Challenge 1 =
In the leadership excerpt below, what does Fred Smith of FedEx call one of the biggest principles?

Selected excerpt =
⟨
Herb Kelleher – Southwest Airlines (Alex Wong – Getty Images)

Of all the leaders surveyed, the great ones were individuals who consistently displayed their integrity and character. No matter what happened in their lives: adversity, controversies, failure and defeat, their character shined through. It established deep personal credibility with each of their constituencies, as well as all others that came into contact with them.

First and foremost, leaders are judged by the actions they take. Today’s high profile leaders are prominently visible to all of their key constituencies. They make speeches and presentations to employees, shareholders, financial analysts, and the public in general.

Herb Kelleher (Southwest Airlines) exemplifies this. “He’s totally true to himself and totally consistent between his private life and his public life. He’s totally consistent between his public speeches and his private speeches. You could look at a speech that Herb gave to the annual shareholders meeting of 2002 and compare it to his message to the field in 1992 and compare it to a letter to employees in 1982 and find tremendous consistency in terms of adherence to core values. So the absolute adherence to extraordinarily high professional principles of ethical conduct and fair dealing, is just remarkable over time. So he built up a reservoir of credibility not only among employees but other people.”[1]

Many leaders may sound impressive, but simultaneously undermine their credibility since their actions fail to mirror their words. In some instances, leaders’ actions contradict their company’s mission statement, resulting in confusion within their organization. In either case, their personal actions become corrosive to the organizational culture, as well as their own individual credibility.

As a high profile leader, Carly Fiorina’s (Hewlett Packard) actions were highly scruntized and undermined her credibility. “Fiorina came in with a mandate of change, but didn’t make any effort to build trust between herself and the company. Indeed, she sullied her image by exalting herself without regard to her employees’ reactions. Buying a personal jet in front of a distrustful and alienated workforce is one example. Freezing employee salaries while giving herself and her executive ilk bonuses is another. Doing these things in light of nearly 18,000 employee dismissals (2003) is just plain callous.”[2]

Leaders’ actions set the tone for their organization, whether they realize it or not. They can either inspire or generate resentment in their employees. Fred Smith (FedEx) inspired his organization by setting a tone where all his employees felt they could share in the success of the company. He stated, “One of the biggest principles is that you’ve got to take action. Most large organizations reach a static point. They cannot take any action, because there are all types of barriers to doing so. There are institutionalized barriers that weren’t there when the company was considerably smaller. What changes is your knowledge and your appreciation of how to deal with those institutional barriers, to eliminate them or use them to your advantage in achieving those changes. There are myriad number of changes that have to take place in the management style for the company to continue growing.”[3]

“’Andy [Grove][Intel] has always been a teacher – often by example,’ says Ron Whittier, senior vice president in charge of content development… Yet I don’t think he wants to be remembered as a great visionary – but as someone who made things happen and created a great company.’”[4]

All constituencies expect leaders to be fair, just and consistent. Any perception of cronyism and the use of internal politics to develop an advantage for one individual or group generates unintended consequences, as these policies and actions are replicated at lower levels. Yet, for certain types of leaders, potential gains are too tempting not to employ these practices. Their focus on personal gain, however, becomes transparent to the rest of the organization. This destroys trust and channels of openness and honesty throughout the company. Fredrick Joseph (Drexel Burnham) created a dysfunctional culture when he ignored the unethical practices and securities violations of high-powered Michael Milken, and his creation of the junk bond business. The insider-trader scandals surrounding Milken ultimately led to the largest bankruptcy in Wall Street history at that time.
⟩
Challenge 2 =
Tally the lines in the entries below that contain the word "instance", and give only the number.

Dataset entries
⟨
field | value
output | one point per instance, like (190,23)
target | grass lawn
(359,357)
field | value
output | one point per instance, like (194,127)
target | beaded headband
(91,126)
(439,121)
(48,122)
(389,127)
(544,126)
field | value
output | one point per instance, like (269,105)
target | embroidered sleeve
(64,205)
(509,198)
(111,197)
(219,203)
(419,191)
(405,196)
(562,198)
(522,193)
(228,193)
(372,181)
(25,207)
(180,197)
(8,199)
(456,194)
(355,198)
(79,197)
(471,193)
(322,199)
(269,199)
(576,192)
⟩
⟨
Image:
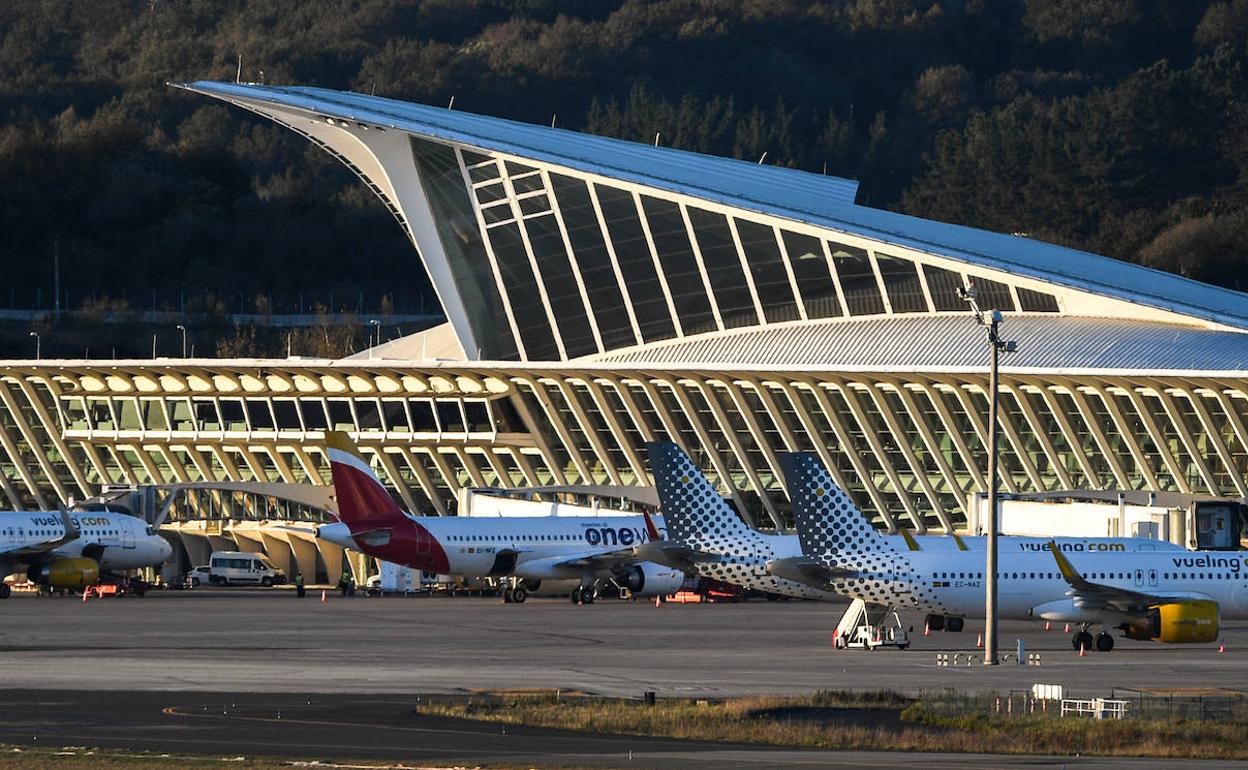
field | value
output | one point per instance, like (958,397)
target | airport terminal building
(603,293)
⟩
Reply 1 =
You've got to take action.

Reply 2 =
4